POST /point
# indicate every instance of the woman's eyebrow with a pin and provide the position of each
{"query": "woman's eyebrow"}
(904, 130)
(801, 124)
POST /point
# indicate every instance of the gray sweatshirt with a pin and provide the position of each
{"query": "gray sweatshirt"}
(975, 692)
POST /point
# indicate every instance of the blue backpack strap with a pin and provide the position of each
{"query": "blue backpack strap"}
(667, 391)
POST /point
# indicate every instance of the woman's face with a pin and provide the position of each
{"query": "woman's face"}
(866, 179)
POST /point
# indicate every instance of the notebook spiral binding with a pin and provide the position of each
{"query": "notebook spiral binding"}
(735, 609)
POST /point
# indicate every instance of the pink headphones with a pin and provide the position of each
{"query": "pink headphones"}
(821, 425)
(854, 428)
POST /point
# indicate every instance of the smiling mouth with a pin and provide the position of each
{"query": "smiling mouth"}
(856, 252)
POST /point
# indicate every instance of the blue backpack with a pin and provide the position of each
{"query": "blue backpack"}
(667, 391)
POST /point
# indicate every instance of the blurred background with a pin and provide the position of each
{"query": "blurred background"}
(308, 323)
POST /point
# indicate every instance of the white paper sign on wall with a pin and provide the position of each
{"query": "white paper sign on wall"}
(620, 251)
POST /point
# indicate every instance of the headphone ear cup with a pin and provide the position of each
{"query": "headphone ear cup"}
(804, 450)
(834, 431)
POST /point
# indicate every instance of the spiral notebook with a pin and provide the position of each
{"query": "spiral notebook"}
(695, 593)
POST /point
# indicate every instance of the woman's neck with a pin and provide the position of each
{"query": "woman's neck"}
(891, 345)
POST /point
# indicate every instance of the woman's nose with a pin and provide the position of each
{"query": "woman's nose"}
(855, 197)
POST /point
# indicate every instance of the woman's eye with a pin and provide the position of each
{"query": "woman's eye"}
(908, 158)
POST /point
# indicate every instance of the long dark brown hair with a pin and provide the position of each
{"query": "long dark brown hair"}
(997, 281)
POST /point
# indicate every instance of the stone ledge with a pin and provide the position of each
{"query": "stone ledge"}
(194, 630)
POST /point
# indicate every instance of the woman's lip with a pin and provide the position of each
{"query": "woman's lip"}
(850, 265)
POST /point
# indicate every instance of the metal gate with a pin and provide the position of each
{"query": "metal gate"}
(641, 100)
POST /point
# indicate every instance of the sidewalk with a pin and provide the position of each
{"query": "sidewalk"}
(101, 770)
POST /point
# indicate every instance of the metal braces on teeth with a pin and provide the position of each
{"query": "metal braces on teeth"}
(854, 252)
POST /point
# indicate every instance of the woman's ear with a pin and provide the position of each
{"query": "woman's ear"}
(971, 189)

YOUR TASK: With every word kept as it is, set down the entries again.

RESULT BELOW:
POST /point
# indicate every instance of the woman's eyebrow with a pin and provide the position of each
{"query": "woman's eyebrow"}
(904, 130)
(801, 124)
POST /point
# indicate every instance of the gray sweatshirt with a pin and provide the position of each
{"query": "gray sweatshirt"}
(975, 692)
POST /point
# indicate every instance of the blue backpack strap with a pin and provide the position of each
{"query": "blue backpack strap"}
(667, 391)
POST /point
# indicate every instance of the woman's face with a pin and provide the position of each
{"query": "woman's face"}
(866, 179)
POST /point
# indicate every instance of the notebook spiral binding with a pin and provide the position of each
{"query": "notebook spiral binding"}
(735, 609)
POST /point
# indicate every instance of the pink headphones with a pin and provide the position of each
{"query": "pink headphones"}
(821, 425)
(854, 428)
POST /point
# indicate every instance of the smiling mouth with a pin and provide the position of each
{"query": "smiling mouth"}
(856, 252)
POST /point
# indicate every instance of the blue backpack with a pin and provide the position of each
{"query": "blue backpack"}
(667, 391)
POST /point
# indicate every instance of the blurred background with a pin and provide the position of each
{"query": "blurred background"}
(308, 323)
POST /point
# indicate every instance of the white paper sign on wall with a pin and provide the position of each
{"query": "white paper sign on wall"}
(620, 251)
POST /point
# indicate every instance of the headphone ear cup with a pin and provide the position of each
{"query": "headphone ear cup"}
(804, 450)
(834, 431)
POST /point
# indicate every instance of the spiral notebook with a pin and provide the position of each
{"query": "spiral notebook"}
(695, 593)
POST /point
# indicate every instance of the woman's neck with a pin and provide the position of each
{"query": "woman's neck"}
(891, 345)
POST /point
# indicate every instance of the woman's nose with a pin and provide the position of each
{"query": "woman's nose"}
(855, 197)
POST /point
# indicate every instance of the woman's eye with a pin and provide the position of each
{"query": "woman's eye"}
(908, 158)
POST /point
# indicate every instance of the long dark brown hair with a pin and provide the position of each
{"query": "long dark brown hair"}
(997, 281)
POST /point
# indicate every instance of the stone ledge with a pin and provide the position of each
{"query": "stone ledge"}
(194, 630)
POST /point
# indicate every instance of the woman's lip with a pin and provide the position of each
{"query": "woman's lip"}
(850, 265)
POST /point
# indicate every instance of the metal gate with a pin and provide the position of each
{"query": "metal gate"}
(641, 100)
POST /point
# indicate every instance of the sidewalk with a pin and provide the position of each
{"query": "sidewalk"}
(101, 770)
POST /point
# indicate every instance of the metal braces on teeth with a pin and provide the position of each
{"query": "metal braces on teeth"}
(854, 252)
POST /point
# indicate every instance of the woman's ear with a pin and provide the position of each
{"query": "woman's ear"}
(971, 189)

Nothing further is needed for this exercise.